Keeping every character as it is, transcribe the entries below.
##### DATASET CONTENT #####
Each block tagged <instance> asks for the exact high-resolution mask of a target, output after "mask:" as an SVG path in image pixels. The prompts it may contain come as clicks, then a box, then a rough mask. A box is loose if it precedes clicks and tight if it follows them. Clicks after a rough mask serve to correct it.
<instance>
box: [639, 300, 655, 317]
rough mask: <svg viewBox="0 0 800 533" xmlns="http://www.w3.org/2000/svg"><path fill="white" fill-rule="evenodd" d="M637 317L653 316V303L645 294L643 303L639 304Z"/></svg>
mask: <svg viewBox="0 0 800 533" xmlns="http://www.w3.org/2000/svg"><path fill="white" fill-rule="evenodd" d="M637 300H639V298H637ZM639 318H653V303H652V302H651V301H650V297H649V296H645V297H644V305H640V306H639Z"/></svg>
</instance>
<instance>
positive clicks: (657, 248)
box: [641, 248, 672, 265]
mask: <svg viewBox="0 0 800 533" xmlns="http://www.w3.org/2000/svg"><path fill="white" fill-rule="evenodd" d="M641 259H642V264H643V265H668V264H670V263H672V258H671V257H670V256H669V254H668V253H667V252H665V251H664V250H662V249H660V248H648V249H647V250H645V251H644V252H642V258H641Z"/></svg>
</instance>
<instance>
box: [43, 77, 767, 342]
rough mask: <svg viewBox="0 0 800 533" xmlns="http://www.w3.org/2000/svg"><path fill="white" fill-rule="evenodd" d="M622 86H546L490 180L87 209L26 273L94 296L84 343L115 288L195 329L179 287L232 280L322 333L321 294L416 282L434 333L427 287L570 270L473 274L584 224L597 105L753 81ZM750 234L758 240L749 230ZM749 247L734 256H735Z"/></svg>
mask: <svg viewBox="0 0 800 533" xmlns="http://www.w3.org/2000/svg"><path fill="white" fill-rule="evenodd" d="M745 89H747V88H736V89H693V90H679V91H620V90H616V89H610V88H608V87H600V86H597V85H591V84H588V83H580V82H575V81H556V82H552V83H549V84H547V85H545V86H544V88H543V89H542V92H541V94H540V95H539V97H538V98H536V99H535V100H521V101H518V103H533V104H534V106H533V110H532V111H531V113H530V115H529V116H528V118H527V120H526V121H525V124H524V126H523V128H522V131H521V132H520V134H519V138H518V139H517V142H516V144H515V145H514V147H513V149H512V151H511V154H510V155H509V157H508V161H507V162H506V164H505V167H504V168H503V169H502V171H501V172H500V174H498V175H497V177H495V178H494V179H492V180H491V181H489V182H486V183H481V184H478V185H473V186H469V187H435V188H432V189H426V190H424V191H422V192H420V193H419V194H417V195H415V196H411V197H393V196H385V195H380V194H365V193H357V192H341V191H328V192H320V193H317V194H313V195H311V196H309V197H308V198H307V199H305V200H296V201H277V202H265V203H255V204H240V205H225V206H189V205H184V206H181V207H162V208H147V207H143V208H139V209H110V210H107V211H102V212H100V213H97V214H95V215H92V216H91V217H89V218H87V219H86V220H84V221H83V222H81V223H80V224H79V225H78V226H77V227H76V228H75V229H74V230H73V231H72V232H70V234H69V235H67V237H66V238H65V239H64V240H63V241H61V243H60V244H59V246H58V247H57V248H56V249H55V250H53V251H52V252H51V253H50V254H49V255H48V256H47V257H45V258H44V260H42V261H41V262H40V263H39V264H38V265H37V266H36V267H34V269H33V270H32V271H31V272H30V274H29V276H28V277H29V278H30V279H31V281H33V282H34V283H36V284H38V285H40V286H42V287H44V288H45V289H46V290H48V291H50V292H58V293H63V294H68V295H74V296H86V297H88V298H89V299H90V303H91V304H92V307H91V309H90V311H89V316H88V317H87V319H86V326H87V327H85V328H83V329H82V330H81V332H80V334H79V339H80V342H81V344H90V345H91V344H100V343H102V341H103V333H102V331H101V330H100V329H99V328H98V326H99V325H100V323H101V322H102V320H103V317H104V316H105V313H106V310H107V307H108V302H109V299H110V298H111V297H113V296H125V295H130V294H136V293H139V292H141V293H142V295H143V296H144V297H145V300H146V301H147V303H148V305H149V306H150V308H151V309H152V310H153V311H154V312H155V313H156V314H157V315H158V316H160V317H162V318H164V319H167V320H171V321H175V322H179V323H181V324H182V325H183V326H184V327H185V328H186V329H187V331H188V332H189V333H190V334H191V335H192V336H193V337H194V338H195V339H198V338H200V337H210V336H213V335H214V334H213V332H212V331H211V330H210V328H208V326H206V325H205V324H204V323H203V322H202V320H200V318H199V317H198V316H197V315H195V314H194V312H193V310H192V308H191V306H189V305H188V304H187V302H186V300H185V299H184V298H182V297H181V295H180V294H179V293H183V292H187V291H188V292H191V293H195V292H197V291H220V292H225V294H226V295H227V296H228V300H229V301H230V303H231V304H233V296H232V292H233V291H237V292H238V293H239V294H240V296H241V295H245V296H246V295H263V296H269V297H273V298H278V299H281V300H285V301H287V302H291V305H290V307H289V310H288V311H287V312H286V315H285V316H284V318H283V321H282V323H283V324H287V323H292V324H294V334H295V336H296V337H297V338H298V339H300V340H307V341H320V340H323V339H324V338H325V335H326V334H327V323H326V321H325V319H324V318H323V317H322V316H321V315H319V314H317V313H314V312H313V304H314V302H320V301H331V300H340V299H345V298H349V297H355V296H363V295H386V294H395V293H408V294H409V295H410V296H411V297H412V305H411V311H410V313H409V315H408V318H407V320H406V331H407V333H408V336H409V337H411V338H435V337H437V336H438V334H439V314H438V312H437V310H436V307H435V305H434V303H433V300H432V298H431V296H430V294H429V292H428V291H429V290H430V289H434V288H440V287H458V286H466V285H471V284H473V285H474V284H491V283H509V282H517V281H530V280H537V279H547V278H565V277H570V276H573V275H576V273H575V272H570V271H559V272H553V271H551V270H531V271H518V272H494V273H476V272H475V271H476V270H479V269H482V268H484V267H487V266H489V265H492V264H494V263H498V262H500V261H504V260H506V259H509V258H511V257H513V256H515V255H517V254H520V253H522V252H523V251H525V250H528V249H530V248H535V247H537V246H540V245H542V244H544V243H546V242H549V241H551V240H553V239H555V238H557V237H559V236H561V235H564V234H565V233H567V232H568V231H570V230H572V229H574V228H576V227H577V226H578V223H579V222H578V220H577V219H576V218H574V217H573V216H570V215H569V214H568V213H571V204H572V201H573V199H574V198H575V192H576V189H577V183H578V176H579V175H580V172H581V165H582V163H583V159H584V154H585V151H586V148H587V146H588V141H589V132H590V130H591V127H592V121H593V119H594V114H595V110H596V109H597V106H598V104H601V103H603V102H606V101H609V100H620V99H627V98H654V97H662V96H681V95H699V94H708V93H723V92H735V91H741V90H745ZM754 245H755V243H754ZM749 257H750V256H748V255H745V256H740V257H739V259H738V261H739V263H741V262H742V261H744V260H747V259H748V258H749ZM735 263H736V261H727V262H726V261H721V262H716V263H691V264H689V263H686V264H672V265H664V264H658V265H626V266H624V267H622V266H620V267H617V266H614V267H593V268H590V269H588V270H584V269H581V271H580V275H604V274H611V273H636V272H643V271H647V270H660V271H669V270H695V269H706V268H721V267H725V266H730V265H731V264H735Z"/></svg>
#####
▶ [TASK OUTPUT]
Each block tagged <instance> asks for the exact high-resolution mask of a target, output after "mask:" as an SVG path in image pixels. The prompts it may contain come as clicks, then a box, then a rough mask. A box is loose if it precedes clicks and tight if it follows them. Clicks after a rough mask serve to correct it.
<instance>
box: [639, 300, 655, 317]
rough mask: <svg viewBox="0 0 800 533" xmlns="http://www.w3.org/2000/svg"><path fill="white" fill-rule="evenodd" d="M637 317L653 316V303L645 294L643 303L639 304Z"/></svg>
mask: <svg viewBox="0 0 800 533" xmlns="http://www.w3.org/2000/svg"><path fill="white" fill-rule="evenodd" d="M637 300H639V298H637ZM639 318H653V303H652V302H651V301H650V297H649V296H645V297H644V305H640V306H639Z"/></svg>
</instance>
<instance>
positive clicks: (657, 248)
box: [641, 248, 672, 265]
mask: <svg viewBox="0 0 800 533" xmlns="http://www.w3.org/2000/svg"><path fill="white" fill-rule="evenodd" d="M641 259H642V264H643V265H668V264H670V263H672V258H671V257H670V256H669V254H668V253H667V252H665V251H664V250H662V249H660V248H648V249H647V250H645V251H644V252H642V258H641Z"/></svg>
</instance>
<instance>
box: [43, 77, 767, 342]
rough mask: <svg viewBox="0 0 800 533" xmlns="http://www.w3.org/2000/svg"><path fill="white" fill-rule="evenodd" d="M622 86H546L490 180L87 209L26 273L94 296L84 343L115 288L195 329L179 287L232 280L322 333L321 294L416 282L434 333L427 287L570 270L473 274L584 224L597 105L753 81ZM750 234L758 240L749 230ZM749 247L734 256H735Z"/></svg>
mask: <svg viewBox="0 0 800 533" xmlns="http://www.w3.org/2000/svg"><path fill="white" fill-rule="evenodd" d="M745 89H747V88H736V89H693V90H679V91H620V90H616V89H610V88H608V87H600V86H597V85H591V84H588V83H580V82H575V81H556V82H552V83H549V84H547V85H545V86H544V88H543V89H542V92H541V94H540V95H539V97H538V98H536V99H535V100H521V101H518V103H533V104H534V106H533V110H532V111H531V113H530V115H529V116H528V118H527V120H526V121H525V124H524V126H523V128H522V131H521V132H520V134H519V138H518V139H517V142H516V144H515V145H514V147H513V149H512V151H511V154H510V155H509V157H508V161H507V162H506V164H505V167H504V168H503V169H502V171H501V172H500V174H498V175H497V177H495V178H494V179H492V180H491V181H489V182H486V183H481V184H478V185H473V186H469V187H435V188H432V189H426V190H424V191H422V192H420V193H419V194H417V195H415V196H411V197H393V196H385V195H380V194H365V193H357V192H341V191H328V192H320V193H317V194H313V195H311V196H309V197H308V198H307V199H305V200H296V201H277V202H265V203H255V204H240V205H225V206H189V205H184V206H181V207H162V208H147V207H143V208H139V209H110V210H107V211H102V212H100V213H97V214H95V215H92V216H91V217H89V218H87V219H86V220H84V221H83V222H81V223H80V224H79V225H78V226H77V227H76V228H75V229H74V230H73V231H72V232H70V234H69V235H67V237H66V238H65V239H64V240H63V241H61V243H60V244H59V246H58V247H57V248H56V249H55V250H53V251H52V252H51V253H50V254H49V255H48V256H47V257H45V258H44V260H42V261H41V262H40V263H39V264H38V265H37V266H36V267H34V269H33V270H32V271H31V272H30V274H29V276H28V277H29V278H30V279H31V281H33V282H34V283H36V284H38V285H40V286H42V287H44V288H45V289H46V290H48V291H50V292H58V293H63V294H68V295H74V296H86V297H88V298H89V299H90V303H91V304H92V307H91V309H90V311H89V316H88V317H87V319H86V326H87V327H85V328H83V329H82V330H81V332H80V334H79V339H80V342H81V344H90V345H91V344H100V343H102V341H103V333H102V331H101V330H100V329H99V328H98V326H99V325H100V323H101V322H102V320H103V317H104V316H105V313H106V310H107V307H108V302H109V299H110V298H111V297H113V296H125V295H130V294H136V293H139V292H141V293H142V295H143V296H144V297H145V300H146V301H147V303H148V305H149V306H150V308H151V309H152V310H153V311H154V312H155V313H156V314H157V315H158V316H160V317H162V318H164V319H167V320H171V321H175V322H179V323H181V324H182V325H183V326H184V327H185V328H186V329H187V331H188V332H189V333H190V334H191V335H192V336H193V337H194V338H195V339H198V338H200V337H210V336H213V335H214V334H213V332H212V331H211V330H210V328H208V326H206V325H205V324H204V323H203V322H202V320H200V318H199V317H198V316H197V315H195V314H194V312H193V310H192V308H191V306H189V305H188V304H187V302H186V300H185V299H184V298H182V297H181V295H180V294H179V293H183V292H187V291H188V292H191V293H195V292H197V291H220V292H225V294H226V295H227V296H228V300H229V301H230V303H231V304H233V296H232V292H233V291H237V292H238V293H239V294H240V296H241V295H245V296H246V295H263V296H269V297H273V298H278V299H281V300H285V301H287V302H291V305H290V307H289V310H288V311H287V312H286V315H285V316H284V318H283V321H282V323H283V324H287V323H292V324H294V334H295V336H296V337H297V338H298V339H300V340H307V341H320V340H323V339H324V338H325V335H326V334H327V323H326V321H325V319H324V318H323V317H322V316H321V315H319V314H317V313H314V312H313V304H314V302H320V301H331V300H340V299H345V298H349V297H355V296H363V295H386V294H395V293H408V294H409V295H410V296H411V297H412V305H411V311H410V313H409V315H408V318H407V320H406V331H407V333H408V336H409V337H411V338H435V337H437V336H438V334H439V314H438V312H437V310H436V307H435V305H434V303H433V300H432V298H431V296H430V294H429V292H428V291H429V290H430V289H434V288H440V287H458V286H466V285H471V284H473V285H474V284H491V283H509V282H517V281H530V280H537V279H547V278H565V277H570V276H573V275H576V273H575V272H570V271H559V272H553V271H551V270H531V271H518V272H494V273H476V272H475V271H476V270H479V269H482V268H484V267H487V266H489V265H492V264H494V263H498V262H500V261H504V260H506V259H509V258H511V257H513V256H515V255H517V254H520V253H522V252H523V251H525V250H528V249H530V248H535V247H537V246H540V245H542V244H544V243H546V242H549V241H551V240H553V239H555V238H557V237H559V236H561V235H564V234H565V233H567V232H568V231H570V230H572V229H574V228H576V227H577V226H578V223H579V222H578V220H577V219H576V218H574V217H573V216H570V215H569V214H568V213H571V204H572V201H573V199H574V198H575V192H576V189H577V183H578V176H579V175H580V172H581V165H582V163H583V159H584V154H585V151H586V148H587V146H588V141H589V132H590V130H591V127H592V121H593V119H594V114H595V110H596V109H597V106H598V104H601V103H603V102H606V101H609V100H620V99H627V98H654V97H662V96H681V95H699V94H708V93H723V92H735V91H741V90H745ZM754 245H755V243H754ZM749 257H750V256H748V255H745V256H740V257H739V259H738V261H739V263H741V262H742V261H744V260H747V259H748V258H749ZM735 263H736V261H727V262H726V261H721V262H716V263H691V264H689V263H686V264H672V265H664V264H658V265H626V266H624V267H622V266H620V267H617V266H614V267H593V268H590V269H588V270H584V269H581V271H580V275H604V274H611V273H636V272H643V271H647V270H660V271H669V270H695V269H706V268H721V267H725V266H730V265H731V264H735Z"/></svg>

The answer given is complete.